Rows »
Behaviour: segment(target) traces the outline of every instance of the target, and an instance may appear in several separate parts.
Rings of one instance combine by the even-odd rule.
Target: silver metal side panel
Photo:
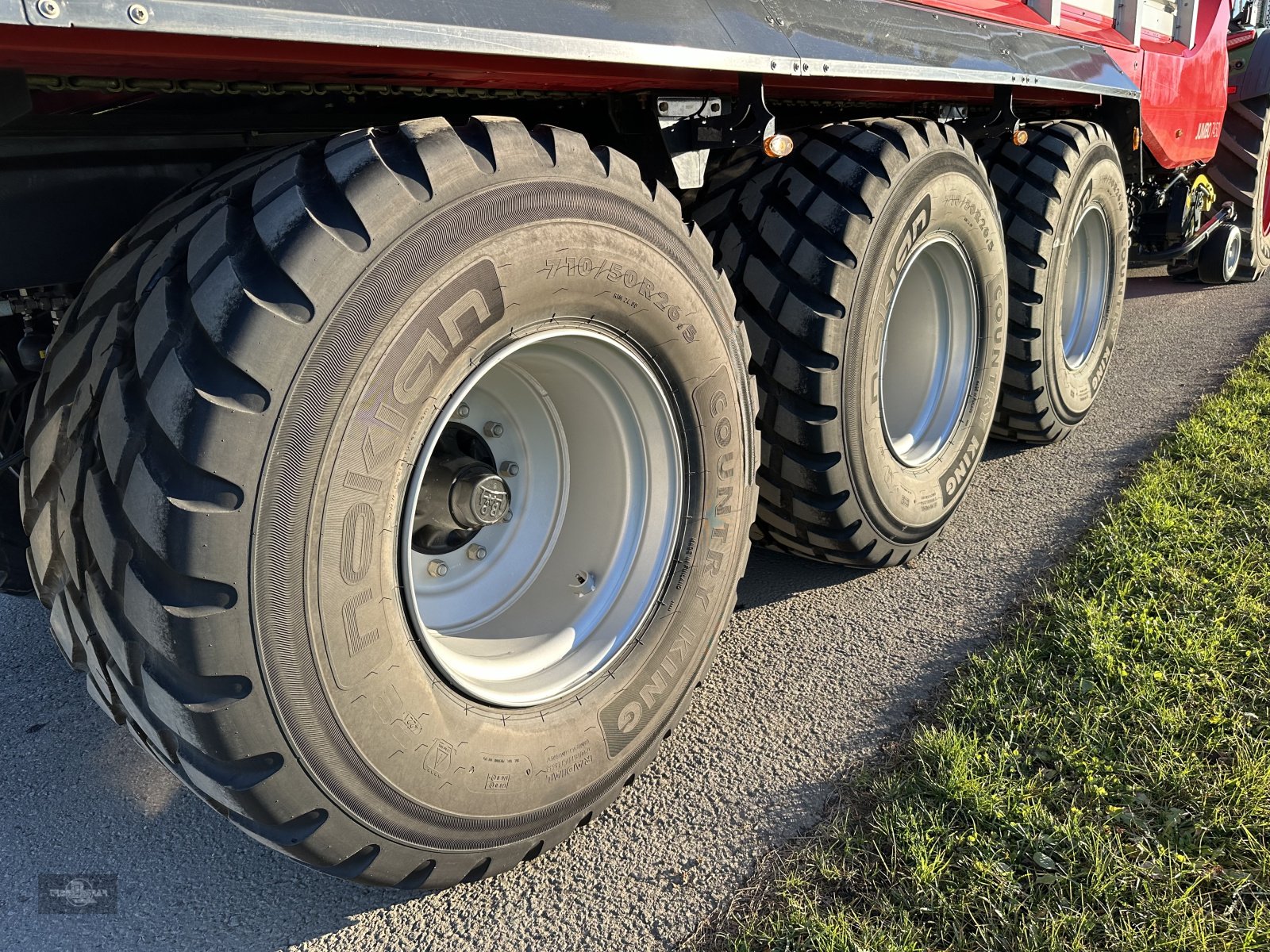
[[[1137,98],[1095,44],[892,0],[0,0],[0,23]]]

Your goal » Turn every line of the entries above into a JSON list of strings, with one string for each line and no blank lines. Leave the pictures out of the list.

Worked answer »
[
  "Behaviour: segment(target) traces the outline of every instance of the target, and an instance may appear in several separate parts.",
  "Rings of one instance combine by the even-odd rule.",
  "Target: silver metal side panel",
  "Photo:",
  "[[[1137,98],[1095,44],[892,0],[0,0],[0,23]]]"
]